Could you swap "pixel coordinates" for "image coordinates" and give the lines again, beginning at the start of the records and stopping after the line that has "x=495, y=393", with nothing else changed and the pictures left out?

──────────

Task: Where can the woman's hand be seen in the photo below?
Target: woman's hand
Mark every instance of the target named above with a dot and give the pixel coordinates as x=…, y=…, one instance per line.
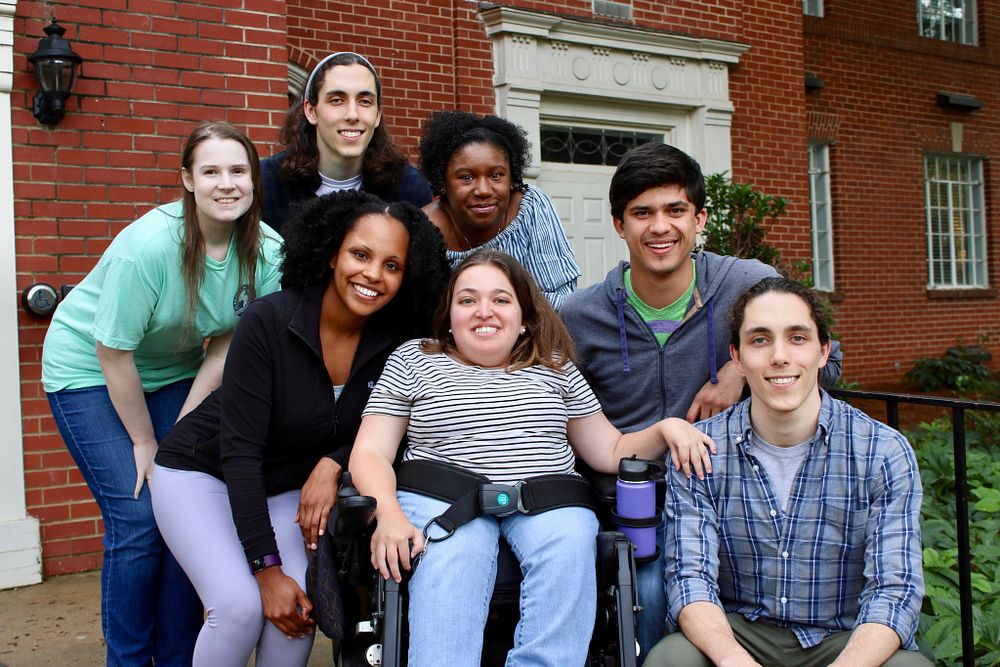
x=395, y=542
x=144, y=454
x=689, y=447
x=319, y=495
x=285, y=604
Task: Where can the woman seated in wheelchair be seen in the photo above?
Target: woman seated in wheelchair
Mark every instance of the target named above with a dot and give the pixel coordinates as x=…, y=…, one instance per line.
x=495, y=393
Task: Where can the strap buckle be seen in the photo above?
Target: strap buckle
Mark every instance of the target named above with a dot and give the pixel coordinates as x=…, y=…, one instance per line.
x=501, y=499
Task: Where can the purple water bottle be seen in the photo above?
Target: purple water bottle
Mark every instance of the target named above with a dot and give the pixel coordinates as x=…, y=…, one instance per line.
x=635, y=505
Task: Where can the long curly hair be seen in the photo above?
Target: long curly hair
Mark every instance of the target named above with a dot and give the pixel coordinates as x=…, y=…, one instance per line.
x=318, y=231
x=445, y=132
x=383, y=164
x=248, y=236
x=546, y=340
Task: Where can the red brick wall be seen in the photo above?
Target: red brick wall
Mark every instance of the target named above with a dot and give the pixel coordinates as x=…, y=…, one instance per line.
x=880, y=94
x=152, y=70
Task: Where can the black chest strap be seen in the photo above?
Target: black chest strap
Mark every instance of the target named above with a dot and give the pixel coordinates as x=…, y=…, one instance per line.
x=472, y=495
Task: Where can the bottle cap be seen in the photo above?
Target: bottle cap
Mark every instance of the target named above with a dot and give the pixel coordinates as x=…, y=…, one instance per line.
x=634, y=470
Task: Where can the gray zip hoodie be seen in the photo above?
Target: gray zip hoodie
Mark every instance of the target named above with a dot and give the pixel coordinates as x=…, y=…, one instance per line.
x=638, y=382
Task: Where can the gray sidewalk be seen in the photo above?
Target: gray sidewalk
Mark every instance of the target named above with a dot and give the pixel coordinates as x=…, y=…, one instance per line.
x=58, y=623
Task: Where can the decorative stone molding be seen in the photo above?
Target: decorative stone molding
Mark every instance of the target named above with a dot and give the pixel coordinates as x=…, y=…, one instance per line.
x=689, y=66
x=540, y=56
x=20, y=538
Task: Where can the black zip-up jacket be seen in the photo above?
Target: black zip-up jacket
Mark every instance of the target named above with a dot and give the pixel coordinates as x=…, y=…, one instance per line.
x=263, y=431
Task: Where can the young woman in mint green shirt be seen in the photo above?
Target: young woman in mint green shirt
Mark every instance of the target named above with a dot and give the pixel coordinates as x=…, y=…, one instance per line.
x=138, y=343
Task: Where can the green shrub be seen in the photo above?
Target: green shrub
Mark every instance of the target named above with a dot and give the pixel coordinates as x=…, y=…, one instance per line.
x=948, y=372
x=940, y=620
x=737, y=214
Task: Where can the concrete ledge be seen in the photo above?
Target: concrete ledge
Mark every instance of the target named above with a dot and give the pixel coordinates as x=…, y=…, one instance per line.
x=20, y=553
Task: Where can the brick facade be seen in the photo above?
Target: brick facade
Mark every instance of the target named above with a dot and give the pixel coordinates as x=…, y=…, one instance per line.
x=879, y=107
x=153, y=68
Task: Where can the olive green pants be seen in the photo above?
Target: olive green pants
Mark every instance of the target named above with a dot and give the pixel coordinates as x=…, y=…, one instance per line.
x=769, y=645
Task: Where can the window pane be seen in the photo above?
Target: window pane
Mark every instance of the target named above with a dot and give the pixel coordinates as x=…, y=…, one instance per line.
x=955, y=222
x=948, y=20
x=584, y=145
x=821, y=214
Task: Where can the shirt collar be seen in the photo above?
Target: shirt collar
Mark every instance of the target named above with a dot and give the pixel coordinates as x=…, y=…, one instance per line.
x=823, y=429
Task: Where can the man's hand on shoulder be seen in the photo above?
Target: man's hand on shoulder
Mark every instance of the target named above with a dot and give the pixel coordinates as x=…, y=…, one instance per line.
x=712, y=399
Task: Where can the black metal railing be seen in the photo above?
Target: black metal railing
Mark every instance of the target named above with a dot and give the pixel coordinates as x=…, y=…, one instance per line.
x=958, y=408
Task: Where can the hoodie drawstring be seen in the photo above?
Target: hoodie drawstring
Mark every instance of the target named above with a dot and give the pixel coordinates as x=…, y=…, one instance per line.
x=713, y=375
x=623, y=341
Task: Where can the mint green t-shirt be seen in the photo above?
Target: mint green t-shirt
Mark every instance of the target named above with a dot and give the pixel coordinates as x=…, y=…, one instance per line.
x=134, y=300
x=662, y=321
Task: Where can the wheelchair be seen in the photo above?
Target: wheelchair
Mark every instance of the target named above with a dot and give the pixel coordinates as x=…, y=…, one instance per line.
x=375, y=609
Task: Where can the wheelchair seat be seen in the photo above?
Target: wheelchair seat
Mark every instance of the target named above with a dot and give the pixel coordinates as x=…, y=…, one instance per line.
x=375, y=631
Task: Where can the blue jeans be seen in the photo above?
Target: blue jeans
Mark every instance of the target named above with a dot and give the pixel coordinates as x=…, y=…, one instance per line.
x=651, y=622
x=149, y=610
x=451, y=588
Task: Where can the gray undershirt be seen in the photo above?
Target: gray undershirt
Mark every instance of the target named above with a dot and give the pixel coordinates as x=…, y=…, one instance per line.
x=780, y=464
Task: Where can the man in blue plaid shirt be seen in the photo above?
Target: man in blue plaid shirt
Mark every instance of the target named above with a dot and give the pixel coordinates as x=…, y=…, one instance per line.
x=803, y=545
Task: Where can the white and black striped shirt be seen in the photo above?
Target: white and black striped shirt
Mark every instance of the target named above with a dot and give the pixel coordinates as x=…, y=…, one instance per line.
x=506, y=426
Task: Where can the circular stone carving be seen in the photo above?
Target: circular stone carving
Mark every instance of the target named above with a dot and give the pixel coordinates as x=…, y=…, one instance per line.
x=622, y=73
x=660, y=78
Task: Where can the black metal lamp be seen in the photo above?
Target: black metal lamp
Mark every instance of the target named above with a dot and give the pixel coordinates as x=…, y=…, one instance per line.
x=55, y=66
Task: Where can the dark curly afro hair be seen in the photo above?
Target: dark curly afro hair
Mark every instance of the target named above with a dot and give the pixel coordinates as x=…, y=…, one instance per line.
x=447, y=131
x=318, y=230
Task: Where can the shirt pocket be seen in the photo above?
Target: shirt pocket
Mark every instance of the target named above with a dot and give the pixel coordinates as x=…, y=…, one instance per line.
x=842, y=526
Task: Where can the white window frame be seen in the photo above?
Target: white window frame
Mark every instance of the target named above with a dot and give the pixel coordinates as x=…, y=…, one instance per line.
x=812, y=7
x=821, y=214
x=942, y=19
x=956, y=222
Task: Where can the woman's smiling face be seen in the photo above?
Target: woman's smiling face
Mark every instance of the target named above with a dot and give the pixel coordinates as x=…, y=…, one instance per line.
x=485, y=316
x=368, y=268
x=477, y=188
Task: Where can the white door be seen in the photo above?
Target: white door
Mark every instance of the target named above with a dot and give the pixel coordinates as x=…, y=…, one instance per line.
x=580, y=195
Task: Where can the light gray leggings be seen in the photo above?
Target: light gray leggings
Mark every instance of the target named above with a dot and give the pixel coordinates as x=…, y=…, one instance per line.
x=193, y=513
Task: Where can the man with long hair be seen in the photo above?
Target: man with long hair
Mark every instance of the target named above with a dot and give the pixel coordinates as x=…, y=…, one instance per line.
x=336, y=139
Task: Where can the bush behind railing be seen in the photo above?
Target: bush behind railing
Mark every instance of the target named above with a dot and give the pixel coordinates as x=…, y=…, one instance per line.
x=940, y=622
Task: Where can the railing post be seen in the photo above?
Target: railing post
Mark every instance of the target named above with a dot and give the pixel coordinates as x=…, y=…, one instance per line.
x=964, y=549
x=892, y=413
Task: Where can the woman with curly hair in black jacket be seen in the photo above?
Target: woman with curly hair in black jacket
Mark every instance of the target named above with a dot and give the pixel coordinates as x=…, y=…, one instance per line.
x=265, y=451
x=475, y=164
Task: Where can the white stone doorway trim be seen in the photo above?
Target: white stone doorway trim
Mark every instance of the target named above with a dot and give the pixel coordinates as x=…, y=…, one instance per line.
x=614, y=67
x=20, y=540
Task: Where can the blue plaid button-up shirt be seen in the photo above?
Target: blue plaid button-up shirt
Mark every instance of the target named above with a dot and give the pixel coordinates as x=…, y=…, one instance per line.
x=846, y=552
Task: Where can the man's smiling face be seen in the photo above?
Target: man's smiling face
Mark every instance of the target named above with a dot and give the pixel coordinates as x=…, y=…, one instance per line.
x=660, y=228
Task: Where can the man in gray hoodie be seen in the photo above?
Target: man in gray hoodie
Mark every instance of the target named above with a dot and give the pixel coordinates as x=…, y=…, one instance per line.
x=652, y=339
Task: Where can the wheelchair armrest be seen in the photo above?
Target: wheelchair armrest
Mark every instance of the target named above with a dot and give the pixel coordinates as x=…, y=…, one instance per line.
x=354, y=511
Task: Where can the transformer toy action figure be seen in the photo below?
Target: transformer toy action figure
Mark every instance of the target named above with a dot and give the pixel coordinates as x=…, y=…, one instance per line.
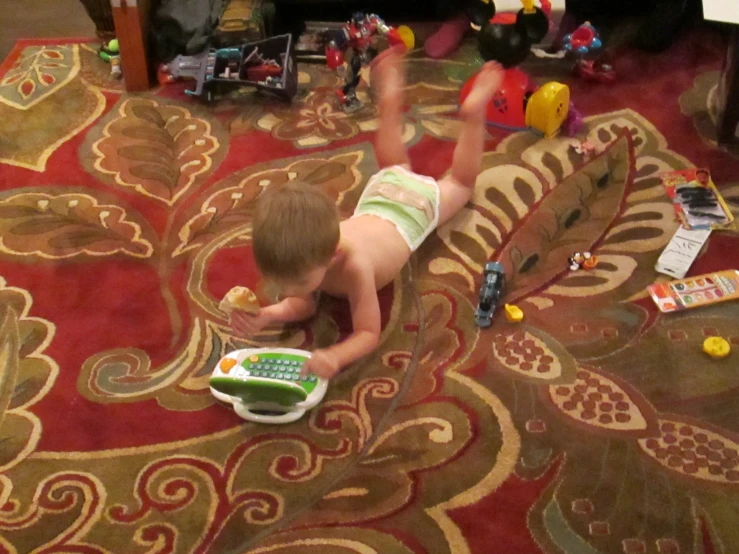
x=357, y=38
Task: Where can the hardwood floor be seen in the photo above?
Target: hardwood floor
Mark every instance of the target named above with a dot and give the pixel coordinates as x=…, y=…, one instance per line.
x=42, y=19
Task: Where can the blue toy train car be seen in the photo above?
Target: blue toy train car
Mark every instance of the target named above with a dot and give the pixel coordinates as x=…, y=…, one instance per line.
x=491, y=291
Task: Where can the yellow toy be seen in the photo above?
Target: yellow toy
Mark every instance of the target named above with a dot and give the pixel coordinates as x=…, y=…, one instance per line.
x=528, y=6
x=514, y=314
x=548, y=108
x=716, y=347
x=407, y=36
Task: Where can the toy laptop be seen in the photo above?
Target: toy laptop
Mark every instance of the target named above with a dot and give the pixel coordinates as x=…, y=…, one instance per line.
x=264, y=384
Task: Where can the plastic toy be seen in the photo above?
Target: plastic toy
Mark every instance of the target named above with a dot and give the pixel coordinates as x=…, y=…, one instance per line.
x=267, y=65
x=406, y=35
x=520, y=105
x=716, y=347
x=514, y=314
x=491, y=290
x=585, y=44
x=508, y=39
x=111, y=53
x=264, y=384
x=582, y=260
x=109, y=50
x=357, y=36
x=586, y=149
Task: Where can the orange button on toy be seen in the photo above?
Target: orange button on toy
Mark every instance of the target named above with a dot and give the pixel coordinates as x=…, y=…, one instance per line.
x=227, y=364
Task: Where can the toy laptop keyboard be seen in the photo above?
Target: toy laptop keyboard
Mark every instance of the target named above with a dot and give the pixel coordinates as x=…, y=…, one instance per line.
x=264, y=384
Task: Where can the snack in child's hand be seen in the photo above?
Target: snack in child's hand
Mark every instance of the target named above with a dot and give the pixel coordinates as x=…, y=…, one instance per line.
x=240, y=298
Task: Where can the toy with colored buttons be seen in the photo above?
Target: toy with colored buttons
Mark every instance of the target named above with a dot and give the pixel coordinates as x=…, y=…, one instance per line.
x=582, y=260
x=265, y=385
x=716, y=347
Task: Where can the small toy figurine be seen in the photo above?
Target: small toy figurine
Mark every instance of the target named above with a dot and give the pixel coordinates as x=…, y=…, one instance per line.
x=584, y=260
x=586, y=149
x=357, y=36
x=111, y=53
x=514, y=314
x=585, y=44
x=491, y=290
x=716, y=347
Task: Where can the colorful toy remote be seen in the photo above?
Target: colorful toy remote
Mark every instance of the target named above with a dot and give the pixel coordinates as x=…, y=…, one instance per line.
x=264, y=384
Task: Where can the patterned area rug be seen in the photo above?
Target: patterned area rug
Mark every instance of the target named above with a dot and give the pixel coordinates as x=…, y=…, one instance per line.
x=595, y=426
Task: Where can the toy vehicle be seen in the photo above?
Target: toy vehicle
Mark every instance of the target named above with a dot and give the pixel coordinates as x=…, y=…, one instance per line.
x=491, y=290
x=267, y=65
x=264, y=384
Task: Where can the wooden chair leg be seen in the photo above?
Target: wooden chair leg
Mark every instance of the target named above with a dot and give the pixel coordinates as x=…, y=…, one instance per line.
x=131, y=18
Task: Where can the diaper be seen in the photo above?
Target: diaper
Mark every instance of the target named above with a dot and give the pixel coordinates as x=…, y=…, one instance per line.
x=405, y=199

──────────

▶ [ANSWER TO THE PROBLEM]
Task: Where can the woman's hand be seen in the photo below?
Target: woman's hand
Mark every instance of the target named above with a dot and give the image coordinates as x=…, y=…, one instance per line.
x=395, y=542
x=144, y=454
x=689, y=447
x=319, y=495
x=285, y=604
Task: Where can the woman seated in wheelchair be seen in the photo above?
Target: woman seated in wheelchair
Mark every instance of the target named above with a dot and give the image coordinates as x=…, y=…, one instance per line.
x=495, y=393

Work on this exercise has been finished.